Zweiter Weltkrieg

Wilfrid Perraudin – Hildegard, dormant

Wilfrid Perraudin – Hildegard, dormant
1944 – 25x34 cm – Bleistift auf Papier
Ref.-Nr. 5412 (Verschollen)

Bereits vor Beginn des Zweiten Weltkriegs war die Stimmung in Frankreich äußerst angespannt. Als Vorkehrung gegen einen befürchteten deutschen Angriff wurden junge Männer mit bestimmten Fachkompetenzen für militärisch wichtige Industriezweige verpflichtet. 1940 wurde Wilfrid als technischer Zeichner zu dem Flugzeugwerk SNCASO – Avions Marcel Bloch befohlen.

Nach der Kapitulation Frankreichs wurde das Werk von der Besatzungsmacht konfisziert und zur Zweigstelle der Junkers Flugzeugwerke erklärt. Die gesamte französische Belegschaft wurde dienstverpflichtet, doch nach und nach wurde über die Hälfte der Beschäftigten als "travailleurs obligatoires" (STO-Gesetz) nach Deutschland abberufen. Aus Sicherheitsgründen wurden die ausländischen Arbeitskräfte in Deutschland aber nicht weiter in der kriegswichtigen Luftfahrtindustrie beschäftigt, sondern bekamen andere Arbeiten zugewiesen. So geriet mein Vater als Kulissenanstreicher (er war ja Maler) in die Atelierwerkstatt der Berliner Studios der Tobis-Filmkunst.

Deine Aufgaben ::
#1 Warum arbeiteten die ausländischen Arbeitskräfte in Deutschland laut dem Text über Wilfrid Perraudin im Zweiten Weltkrieg nicht mehr in der Luftfahrtindustrie? Erkläre das in ein bis drei Sätzen.
#2 Schreib den Text über Wilfrid Perraudin im Zweiten Weltkrieg nach seinem letzten Satz weiter.

(Datensatzeinträge)
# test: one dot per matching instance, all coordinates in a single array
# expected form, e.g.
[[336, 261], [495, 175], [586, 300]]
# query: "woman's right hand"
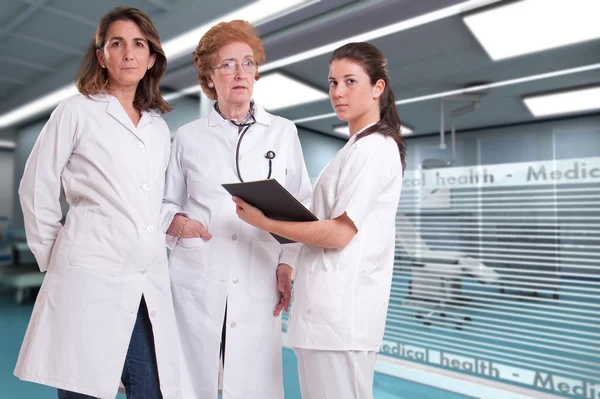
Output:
[[192, 228]]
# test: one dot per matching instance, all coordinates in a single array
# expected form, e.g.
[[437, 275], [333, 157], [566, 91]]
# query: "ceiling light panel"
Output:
[[276, 90], [567, 102], [529, 26]]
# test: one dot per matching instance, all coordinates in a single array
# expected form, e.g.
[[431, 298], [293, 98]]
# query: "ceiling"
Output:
[[43, 41]]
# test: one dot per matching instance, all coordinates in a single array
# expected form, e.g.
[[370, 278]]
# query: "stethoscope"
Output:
[[242, 129]]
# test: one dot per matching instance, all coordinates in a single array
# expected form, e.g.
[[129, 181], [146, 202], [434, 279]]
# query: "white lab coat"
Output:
[[109, 253], [238, 264], [341, 295]]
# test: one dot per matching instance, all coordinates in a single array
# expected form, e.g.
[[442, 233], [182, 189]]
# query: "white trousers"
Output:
[[335, 374]]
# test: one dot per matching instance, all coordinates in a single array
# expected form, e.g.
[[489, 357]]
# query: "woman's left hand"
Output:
[[249, 214]]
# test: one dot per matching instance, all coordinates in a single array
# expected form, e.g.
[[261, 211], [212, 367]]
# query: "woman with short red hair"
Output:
[[230, 280]]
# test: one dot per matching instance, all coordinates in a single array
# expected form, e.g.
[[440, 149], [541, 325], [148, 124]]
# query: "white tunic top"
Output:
[[109, 253], [237, 266], [341, 295]]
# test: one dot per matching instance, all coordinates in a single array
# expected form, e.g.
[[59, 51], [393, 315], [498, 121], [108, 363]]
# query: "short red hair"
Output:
[[218, 36]]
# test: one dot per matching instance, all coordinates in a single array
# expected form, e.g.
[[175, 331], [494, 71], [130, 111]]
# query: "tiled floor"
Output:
[[14, 319]]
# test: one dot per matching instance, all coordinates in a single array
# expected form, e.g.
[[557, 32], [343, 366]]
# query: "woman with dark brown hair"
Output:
[[104, 313], [344, 273]]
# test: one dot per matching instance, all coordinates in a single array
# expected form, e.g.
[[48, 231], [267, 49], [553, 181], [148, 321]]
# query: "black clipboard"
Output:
[[273, 200]]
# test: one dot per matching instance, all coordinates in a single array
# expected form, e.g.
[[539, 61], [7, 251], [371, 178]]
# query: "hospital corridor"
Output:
[[444, 156]]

Lösungen ::
#1 Sie wurden aus Sicherheitsgründen nicht weiter in der kriegswichtigen Luftfahrtindustrie eingesetzt und bekamen andere Arbeiten. So kam Wilfrid als Kulissenanstreicher in die Atelierwerkstatt der Berliner Studios der Tobis-Filmkunst.

#2
Glück im Unglück: Der dortige Filmarchitekt Gabriel Pellon erkannte schnell, dass Wilfrid mehr konnte, als Pappwände anstreichen. Der gebürtige Lothringer sprach fließend französisch, und es dauerte nicht lang, bis er Wilfrid eine adäquatere Arbeit vermittelte. Nun fertigte er Regieskizzen an, heute würde man es Storyboard nennen. Durch das gemeinsame künstlerische Interesse – Pellon hatte selbst Malerei studiert, begeisterte sich für den Kubismus und malte nach wie vor in seiner Freizeit – entwickelte sich eine enge Freundschaft. Zudem verliebte sich mein Vater Hals über Kopf in die junge Filmarchitektin, die Pellons Modellbauwerkstatt leitete. Sie hieß Hildegard Wiehl.

In diesen Personen hatte Wilfrid Fürsprecher gegenüber der Tobis-Direktion, und er bekam einen regulären Arbeitsvertrag, was ihn von den Zwängen der Dienstverpflichtung befreite. Er konnte sich freier bewegen, musste nicht mehr im Massenlager übernachten und nur ein Mal im Monat zur Kontrolle bei der Arbeitsdienststelle erscheinen.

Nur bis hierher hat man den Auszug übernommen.